> [What is being asked] Rewrite the items from the line with "the rock in" through the end of the items, requests included, shifting every coordinate in the answers up by 18 and leaving the coordinates in the requests and their format samples unchanged. Leave the pictures out.

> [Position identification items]
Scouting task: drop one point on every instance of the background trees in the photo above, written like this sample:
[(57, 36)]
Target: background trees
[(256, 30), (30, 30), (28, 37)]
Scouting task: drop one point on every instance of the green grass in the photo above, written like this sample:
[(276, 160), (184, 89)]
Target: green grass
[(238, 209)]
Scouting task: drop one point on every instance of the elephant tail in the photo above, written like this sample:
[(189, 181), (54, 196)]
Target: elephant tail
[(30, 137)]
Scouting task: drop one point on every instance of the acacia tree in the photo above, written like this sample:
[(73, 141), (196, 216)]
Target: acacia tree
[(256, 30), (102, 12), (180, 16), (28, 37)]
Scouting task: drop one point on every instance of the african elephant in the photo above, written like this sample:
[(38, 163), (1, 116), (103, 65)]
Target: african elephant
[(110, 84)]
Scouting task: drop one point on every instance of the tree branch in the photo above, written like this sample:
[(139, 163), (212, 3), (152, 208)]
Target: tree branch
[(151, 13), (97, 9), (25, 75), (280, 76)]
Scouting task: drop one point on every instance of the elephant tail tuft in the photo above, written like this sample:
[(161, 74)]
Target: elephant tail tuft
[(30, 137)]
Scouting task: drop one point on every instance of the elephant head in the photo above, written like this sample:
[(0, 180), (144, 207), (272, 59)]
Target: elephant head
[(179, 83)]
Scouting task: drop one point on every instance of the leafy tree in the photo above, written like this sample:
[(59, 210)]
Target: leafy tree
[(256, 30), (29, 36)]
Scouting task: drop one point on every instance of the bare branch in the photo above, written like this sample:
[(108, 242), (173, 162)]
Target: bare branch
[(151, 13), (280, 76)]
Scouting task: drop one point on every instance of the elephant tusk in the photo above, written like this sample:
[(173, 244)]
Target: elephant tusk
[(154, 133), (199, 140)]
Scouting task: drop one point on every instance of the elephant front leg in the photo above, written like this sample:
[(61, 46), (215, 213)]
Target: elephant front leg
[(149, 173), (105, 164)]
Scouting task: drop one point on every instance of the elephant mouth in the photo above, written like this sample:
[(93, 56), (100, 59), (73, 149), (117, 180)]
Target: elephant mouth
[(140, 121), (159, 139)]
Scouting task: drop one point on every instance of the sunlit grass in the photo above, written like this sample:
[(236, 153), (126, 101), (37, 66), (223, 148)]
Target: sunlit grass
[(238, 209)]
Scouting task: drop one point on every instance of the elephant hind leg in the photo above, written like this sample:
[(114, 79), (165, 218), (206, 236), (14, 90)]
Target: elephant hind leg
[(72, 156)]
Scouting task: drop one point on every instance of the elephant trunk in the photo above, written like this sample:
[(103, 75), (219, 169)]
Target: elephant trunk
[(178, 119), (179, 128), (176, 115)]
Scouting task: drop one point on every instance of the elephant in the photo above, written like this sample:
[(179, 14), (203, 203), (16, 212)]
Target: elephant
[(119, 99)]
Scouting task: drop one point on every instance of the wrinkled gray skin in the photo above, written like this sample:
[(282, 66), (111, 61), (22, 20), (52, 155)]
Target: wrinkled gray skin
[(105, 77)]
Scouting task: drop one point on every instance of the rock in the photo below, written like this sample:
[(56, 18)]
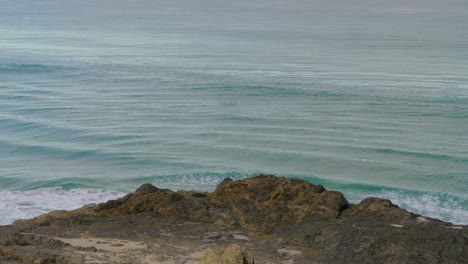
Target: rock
[(161, 202), (377, 209), (232, 255), (265, 202), (321, 223)]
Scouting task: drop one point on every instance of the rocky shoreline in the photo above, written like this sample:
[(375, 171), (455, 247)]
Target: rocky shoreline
[(265, 219)]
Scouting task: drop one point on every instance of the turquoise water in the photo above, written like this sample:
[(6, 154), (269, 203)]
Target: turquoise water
[(366, 97)]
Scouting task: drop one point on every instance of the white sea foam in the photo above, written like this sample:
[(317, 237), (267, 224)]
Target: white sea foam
[(449, 208), (28, 204)]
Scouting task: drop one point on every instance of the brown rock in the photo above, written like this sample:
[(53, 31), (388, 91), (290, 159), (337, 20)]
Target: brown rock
[(234, 254)]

> [Reply]
Scouting task: drop one point on every instance of the rock in the photo below, written like this sample:
[(56, 18)]
Target: rock
[(179, 220), (395, 227), (250, 273), (283, 220), (339, 241)]
Scouting task: drop one point on every instance of the rocky shoreline in the photo above, written like this sample:
[(375, 171), (455, 247)]
Target: rocky shoreline
[(283, 237)]
Scouting task: drop one point on every instance of the turquoise water in the photo above, written like this sample:
[(6, 154), (269, 203)]
Target: turquoise water
[(384, 115)]
Scouting task: drop one point on every instance of the white sea foam in the photo above, written like this sample:
[(317, 237), (267, 224)]
Target: white sea foam
[(467, 226), (46, 222)]
Scouting task: drop one point on every instance of the brown rock in the photo above, written like this sample:
[(53, 31), (388, 91), (290, 159), (337, 20)]
Target: brown rock
[(252, 272)]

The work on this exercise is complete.